• _EXERCISE INSTRUCTIONS_
Turn the items from the line containing "nose in this photo." through the end of the items into a numbered list, leaving out any blank lines.

╔══

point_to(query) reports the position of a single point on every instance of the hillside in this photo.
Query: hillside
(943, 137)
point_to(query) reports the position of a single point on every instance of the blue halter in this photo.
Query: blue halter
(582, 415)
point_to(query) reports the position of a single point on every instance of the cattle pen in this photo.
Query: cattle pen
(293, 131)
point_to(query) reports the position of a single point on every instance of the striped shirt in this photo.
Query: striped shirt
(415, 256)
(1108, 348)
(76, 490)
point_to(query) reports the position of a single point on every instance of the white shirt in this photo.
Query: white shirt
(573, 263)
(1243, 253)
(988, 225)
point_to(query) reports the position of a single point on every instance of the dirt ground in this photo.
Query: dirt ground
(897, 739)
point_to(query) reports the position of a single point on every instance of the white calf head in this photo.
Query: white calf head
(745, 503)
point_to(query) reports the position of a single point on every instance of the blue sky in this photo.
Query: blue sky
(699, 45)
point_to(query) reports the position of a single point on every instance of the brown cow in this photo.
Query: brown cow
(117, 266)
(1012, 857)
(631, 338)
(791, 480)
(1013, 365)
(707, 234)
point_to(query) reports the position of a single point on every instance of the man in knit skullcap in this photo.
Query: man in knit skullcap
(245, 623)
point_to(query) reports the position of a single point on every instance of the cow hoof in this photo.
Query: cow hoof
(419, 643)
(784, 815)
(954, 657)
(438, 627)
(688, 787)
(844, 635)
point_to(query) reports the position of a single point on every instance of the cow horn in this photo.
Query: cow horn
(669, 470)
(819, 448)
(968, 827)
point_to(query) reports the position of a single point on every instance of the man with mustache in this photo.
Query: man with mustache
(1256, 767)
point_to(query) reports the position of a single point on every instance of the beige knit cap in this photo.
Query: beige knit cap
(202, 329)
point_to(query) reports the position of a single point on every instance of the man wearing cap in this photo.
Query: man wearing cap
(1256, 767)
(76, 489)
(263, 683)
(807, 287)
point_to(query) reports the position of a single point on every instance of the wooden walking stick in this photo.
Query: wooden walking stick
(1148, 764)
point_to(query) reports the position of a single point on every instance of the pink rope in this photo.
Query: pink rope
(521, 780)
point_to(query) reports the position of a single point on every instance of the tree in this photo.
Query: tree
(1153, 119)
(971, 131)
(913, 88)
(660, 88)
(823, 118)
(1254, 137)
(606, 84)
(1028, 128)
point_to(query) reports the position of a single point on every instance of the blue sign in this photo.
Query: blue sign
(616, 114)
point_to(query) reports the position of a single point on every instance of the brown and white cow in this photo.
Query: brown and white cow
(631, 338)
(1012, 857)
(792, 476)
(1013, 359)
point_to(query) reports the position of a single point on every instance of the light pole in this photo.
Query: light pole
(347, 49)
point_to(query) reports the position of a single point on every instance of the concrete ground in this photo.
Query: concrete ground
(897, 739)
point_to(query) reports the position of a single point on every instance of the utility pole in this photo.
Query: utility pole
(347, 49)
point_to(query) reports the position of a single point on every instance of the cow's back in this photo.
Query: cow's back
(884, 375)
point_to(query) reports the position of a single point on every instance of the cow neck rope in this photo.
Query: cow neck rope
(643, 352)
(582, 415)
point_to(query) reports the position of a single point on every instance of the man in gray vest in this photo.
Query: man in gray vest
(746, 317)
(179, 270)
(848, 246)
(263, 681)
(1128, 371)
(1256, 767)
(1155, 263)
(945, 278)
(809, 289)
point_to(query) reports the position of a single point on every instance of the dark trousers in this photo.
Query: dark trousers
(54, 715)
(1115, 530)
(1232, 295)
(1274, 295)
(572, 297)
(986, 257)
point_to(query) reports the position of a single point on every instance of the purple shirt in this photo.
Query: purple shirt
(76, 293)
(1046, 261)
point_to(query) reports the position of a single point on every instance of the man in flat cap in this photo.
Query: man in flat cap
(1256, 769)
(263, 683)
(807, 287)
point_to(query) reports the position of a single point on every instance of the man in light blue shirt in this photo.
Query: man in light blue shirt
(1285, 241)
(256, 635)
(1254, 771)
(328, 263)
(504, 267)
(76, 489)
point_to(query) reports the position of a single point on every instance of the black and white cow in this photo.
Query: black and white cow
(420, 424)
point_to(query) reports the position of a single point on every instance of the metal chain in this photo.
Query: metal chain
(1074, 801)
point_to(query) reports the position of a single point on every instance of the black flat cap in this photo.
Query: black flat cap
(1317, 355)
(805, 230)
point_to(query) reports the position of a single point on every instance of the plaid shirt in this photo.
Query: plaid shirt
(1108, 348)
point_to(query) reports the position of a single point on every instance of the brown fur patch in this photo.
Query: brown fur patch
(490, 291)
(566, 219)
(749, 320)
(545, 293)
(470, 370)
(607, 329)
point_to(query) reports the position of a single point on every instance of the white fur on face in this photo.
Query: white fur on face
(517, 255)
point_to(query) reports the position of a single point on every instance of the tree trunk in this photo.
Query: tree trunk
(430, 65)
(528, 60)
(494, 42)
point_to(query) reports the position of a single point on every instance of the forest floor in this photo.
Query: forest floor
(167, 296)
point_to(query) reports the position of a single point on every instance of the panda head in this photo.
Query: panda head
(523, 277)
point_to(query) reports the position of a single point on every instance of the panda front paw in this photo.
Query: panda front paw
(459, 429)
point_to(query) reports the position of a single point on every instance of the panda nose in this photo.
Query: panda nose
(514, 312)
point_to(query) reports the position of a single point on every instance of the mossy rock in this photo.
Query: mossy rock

╚══

• _OUTPUT BELOW_
1. point_to(query) reports the position of a single point on every instance of the panda nose in this photo.
2. Query: panda nose
3. (514, 312)
4. point_to(query) reports the position of a single point on every instance of the mossy rock in this photo.
5. Query: mossy rock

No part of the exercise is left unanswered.